■ Exercise details
Retype the lines of the entries below verbatim, from the line containing "Tag the eyebrow" through the line containing "top-left (179, 67), bottom-right (207, 86)", including both of those lines.

■ Excerpt from a dataset
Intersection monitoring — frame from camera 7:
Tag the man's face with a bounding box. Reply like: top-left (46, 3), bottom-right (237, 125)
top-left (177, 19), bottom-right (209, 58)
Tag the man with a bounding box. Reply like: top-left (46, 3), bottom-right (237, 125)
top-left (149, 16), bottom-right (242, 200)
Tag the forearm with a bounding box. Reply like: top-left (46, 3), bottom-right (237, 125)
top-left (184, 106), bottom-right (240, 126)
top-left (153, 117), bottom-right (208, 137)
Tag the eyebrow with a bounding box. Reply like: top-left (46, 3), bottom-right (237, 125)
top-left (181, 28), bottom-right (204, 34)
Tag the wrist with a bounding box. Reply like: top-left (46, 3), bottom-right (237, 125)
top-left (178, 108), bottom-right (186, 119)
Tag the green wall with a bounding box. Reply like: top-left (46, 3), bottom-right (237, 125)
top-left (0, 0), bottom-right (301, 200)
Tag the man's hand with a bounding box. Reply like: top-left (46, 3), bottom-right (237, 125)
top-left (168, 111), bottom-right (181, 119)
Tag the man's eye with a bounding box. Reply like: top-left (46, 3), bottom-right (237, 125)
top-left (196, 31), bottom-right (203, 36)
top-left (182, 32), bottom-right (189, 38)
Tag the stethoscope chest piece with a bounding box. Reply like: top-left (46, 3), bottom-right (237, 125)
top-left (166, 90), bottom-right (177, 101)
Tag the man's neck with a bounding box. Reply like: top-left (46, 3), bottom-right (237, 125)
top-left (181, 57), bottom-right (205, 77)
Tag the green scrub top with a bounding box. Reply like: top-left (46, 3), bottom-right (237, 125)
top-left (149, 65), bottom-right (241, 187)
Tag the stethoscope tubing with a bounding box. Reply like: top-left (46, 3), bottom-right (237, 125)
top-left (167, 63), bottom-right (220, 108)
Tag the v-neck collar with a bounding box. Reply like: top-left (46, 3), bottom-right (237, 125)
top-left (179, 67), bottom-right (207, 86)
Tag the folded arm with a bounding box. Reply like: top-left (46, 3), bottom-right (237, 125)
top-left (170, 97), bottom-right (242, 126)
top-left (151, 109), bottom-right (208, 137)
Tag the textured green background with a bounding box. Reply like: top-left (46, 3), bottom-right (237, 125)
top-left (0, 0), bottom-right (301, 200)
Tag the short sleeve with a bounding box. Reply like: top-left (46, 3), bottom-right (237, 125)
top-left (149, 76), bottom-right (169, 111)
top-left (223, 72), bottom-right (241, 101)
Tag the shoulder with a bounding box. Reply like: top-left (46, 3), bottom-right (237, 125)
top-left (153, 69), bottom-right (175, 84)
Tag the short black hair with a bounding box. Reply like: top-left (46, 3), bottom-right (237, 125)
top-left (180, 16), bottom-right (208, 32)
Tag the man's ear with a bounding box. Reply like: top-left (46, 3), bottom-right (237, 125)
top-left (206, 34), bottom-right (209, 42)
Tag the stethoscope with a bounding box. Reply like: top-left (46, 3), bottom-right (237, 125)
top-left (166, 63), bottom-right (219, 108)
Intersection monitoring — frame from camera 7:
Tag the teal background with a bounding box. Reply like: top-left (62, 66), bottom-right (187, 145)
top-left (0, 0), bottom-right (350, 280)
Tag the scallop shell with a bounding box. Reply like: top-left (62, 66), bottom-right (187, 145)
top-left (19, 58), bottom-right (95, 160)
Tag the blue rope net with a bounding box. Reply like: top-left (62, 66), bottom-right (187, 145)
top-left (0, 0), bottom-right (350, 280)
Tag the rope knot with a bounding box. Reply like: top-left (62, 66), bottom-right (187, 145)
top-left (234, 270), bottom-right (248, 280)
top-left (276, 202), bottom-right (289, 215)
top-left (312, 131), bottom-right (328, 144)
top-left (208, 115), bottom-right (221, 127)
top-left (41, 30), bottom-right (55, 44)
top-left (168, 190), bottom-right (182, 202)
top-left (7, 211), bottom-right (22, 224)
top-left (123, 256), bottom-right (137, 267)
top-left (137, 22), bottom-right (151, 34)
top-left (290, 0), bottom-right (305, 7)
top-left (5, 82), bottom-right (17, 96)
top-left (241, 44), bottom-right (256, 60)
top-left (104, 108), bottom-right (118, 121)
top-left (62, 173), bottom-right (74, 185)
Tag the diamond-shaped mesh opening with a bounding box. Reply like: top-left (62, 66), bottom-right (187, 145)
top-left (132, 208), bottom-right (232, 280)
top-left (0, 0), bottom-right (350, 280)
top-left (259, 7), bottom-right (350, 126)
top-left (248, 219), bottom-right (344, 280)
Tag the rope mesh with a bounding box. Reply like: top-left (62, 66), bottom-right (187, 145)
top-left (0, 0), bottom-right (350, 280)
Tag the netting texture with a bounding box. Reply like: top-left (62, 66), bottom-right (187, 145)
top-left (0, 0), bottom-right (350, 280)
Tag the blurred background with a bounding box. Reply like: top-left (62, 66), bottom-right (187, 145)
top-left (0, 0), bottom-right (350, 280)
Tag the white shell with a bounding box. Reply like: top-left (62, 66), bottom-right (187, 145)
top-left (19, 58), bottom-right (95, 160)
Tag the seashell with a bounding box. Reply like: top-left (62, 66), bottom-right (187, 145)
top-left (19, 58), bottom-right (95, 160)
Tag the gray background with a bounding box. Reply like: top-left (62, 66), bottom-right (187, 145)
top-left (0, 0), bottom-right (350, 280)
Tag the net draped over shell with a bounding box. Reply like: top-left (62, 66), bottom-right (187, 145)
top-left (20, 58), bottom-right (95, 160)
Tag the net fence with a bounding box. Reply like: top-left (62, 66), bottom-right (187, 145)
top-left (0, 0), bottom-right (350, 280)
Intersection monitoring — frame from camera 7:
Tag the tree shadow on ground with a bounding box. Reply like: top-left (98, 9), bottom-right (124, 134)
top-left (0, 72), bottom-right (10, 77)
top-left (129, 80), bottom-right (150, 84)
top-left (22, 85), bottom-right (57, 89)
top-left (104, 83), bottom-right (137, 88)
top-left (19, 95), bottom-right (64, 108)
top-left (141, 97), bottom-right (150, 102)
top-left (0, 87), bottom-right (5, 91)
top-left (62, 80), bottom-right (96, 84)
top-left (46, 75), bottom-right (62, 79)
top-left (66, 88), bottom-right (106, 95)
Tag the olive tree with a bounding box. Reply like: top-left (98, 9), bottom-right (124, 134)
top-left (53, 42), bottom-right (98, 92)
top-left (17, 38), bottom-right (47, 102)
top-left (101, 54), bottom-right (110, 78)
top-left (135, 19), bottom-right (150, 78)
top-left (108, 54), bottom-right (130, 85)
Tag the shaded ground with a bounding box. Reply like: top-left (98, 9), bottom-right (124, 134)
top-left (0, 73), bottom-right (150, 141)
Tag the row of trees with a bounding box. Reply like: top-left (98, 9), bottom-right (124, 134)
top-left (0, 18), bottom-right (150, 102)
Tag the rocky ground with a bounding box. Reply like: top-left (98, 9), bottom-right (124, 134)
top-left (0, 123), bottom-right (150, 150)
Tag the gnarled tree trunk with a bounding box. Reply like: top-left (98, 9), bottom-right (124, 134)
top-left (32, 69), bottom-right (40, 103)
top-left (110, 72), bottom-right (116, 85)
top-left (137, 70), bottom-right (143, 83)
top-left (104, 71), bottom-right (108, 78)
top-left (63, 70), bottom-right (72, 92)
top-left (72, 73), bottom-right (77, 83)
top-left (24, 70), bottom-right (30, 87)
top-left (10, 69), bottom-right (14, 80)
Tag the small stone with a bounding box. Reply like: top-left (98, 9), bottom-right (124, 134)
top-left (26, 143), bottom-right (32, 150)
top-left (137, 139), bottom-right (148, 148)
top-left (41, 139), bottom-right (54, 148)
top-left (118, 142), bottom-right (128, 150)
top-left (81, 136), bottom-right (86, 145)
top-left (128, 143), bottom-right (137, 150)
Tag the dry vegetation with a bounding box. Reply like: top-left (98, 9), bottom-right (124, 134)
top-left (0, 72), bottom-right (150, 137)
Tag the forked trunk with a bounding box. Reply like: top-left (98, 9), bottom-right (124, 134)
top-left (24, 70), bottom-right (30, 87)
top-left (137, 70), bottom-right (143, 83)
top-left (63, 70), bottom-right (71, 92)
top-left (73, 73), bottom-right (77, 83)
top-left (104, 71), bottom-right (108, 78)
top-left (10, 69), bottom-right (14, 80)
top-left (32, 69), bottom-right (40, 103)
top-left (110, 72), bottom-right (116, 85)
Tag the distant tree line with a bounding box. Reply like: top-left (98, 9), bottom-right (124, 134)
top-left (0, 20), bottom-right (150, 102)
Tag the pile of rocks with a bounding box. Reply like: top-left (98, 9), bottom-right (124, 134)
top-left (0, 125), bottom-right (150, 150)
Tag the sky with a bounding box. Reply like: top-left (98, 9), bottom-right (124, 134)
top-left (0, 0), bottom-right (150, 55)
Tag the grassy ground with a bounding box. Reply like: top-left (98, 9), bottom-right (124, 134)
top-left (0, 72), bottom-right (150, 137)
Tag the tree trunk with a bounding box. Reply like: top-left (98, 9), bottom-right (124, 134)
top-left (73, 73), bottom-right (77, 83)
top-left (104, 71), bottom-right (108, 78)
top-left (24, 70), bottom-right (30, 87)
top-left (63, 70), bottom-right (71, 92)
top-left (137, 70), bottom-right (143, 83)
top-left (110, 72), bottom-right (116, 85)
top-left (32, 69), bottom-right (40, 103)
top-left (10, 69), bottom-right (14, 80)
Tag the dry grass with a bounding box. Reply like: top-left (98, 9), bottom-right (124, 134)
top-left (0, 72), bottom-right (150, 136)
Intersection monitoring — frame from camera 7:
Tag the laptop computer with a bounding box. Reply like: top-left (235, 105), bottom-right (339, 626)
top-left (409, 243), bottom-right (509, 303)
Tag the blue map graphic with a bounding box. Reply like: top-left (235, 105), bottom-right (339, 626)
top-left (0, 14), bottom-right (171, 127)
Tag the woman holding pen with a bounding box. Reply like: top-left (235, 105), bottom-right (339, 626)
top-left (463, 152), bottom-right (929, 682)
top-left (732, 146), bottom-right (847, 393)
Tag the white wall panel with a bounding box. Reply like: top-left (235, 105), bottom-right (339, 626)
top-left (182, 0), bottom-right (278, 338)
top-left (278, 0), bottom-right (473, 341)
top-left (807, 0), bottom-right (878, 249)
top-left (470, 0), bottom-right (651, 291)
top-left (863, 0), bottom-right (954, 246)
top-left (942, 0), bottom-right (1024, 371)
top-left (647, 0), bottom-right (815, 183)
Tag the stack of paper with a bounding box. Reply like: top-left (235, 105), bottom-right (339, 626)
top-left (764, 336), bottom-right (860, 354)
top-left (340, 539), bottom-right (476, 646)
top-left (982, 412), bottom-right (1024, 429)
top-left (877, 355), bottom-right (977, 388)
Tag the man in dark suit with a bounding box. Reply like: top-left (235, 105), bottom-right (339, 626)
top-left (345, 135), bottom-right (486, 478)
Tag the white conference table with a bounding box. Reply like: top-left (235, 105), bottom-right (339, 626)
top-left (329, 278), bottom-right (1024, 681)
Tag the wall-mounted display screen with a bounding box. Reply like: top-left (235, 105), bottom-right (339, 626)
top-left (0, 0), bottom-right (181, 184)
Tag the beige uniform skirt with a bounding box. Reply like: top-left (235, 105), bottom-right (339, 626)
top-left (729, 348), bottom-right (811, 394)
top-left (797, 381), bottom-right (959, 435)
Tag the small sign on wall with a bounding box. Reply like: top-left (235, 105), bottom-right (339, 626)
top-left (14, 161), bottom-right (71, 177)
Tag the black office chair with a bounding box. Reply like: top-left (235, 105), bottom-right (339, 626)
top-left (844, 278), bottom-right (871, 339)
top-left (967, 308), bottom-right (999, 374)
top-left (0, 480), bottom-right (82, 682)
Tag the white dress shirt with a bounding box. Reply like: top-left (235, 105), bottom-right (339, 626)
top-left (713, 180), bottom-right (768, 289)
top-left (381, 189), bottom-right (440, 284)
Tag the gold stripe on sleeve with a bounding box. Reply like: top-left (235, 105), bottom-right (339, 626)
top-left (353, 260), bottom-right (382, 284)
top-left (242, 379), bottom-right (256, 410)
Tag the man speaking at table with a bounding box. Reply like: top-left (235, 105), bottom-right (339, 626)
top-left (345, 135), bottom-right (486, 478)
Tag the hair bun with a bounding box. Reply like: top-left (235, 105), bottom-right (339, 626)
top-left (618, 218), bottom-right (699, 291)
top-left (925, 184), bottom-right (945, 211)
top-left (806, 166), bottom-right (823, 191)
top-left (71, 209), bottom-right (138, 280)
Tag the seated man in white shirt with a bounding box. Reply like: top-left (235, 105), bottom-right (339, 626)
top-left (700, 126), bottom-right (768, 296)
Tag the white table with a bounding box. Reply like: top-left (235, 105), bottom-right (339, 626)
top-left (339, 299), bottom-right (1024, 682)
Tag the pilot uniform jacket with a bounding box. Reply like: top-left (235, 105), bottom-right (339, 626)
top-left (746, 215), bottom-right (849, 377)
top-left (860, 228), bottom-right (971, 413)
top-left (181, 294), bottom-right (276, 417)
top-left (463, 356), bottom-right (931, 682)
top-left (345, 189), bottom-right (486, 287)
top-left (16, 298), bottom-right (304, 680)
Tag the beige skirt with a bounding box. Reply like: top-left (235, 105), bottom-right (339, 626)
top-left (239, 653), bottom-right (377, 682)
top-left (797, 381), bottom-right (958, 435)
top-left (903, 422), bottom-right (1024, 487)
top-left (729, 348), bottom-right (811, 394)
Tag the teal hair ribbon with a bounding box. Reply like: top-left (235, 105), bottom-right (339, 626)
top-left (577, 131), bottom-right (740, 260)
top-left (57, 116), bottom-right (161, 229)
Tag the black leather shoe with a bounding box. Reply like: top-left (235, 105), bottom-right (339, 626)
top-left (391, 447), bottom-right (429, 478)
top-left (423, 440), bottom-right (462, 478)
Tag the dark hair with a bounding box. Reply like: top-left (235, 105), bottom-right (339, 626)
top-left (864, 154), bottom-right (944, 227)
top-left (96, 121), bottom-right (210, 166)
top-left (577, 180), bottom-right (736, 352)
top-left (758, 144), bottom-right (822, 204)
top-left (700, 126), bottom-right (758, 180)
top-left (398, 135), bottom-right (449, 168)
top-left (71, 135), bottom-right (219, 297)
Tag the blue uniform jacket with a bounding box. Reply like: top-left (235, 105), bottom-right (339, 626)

■ Output for this task
Tag the eyebrow with a bounding box. Reply like: top-left (46, 3), bottom-right (237, 125)
top-left (181, 28), bottom-right (204, 34)
Tag the wrist with a bounding box. Reply like: top-left (46, 3), bottom-right (237, 125)
top-left (178, 108), bottom-right (186, 119)
Tag the green wall with a bounding box. Reply like: top-left (46, 3), bottom-right (237, 125)
top-left (0, 0), bottom-right (301, 200)
Tag the man's hand with a bounding box. Reply like: top-left (46, 3), bottom-right (237, 125)
top-left (168, 111), bottom-right (181, 119)
Tag the man's eye with a bounding box. Reply like: top-left (46, 3), bottom-right (237, 125)
top-left (196, 31), bottom-right (203, 36)
top-left (182, 32), bottom-right (189, 38)
Tag the stethoscope chest piece with a bounding box. Reply like: top-left (46, 3), bottom-right (237, 125)
top-left (166, 90), bottom-right (177, 101)
Tag the man's neck with a bounding box. Reply like: top-left (46, 3), bottom-right (237, 125)
top-left (181, 57), bottom-right (205, 77)
Tag the green scrub top with a bounding box. Reply like: top-left (46, 3), bottom-right (237, 125)
top-left (149, 65), bottom-right (241, 187)
Tag the stethoscope tubing with a bounding box. Reply like: top-left (46, 3), bottom-right (237, 125)
top-left (167, 63), bottom-right (220, 108)
Tag the v-neck collar with a bounding box. Reply like: top-left (46, 3), bottom-right (237, 125)
top-left (179, 67), bottom-right (207, 86)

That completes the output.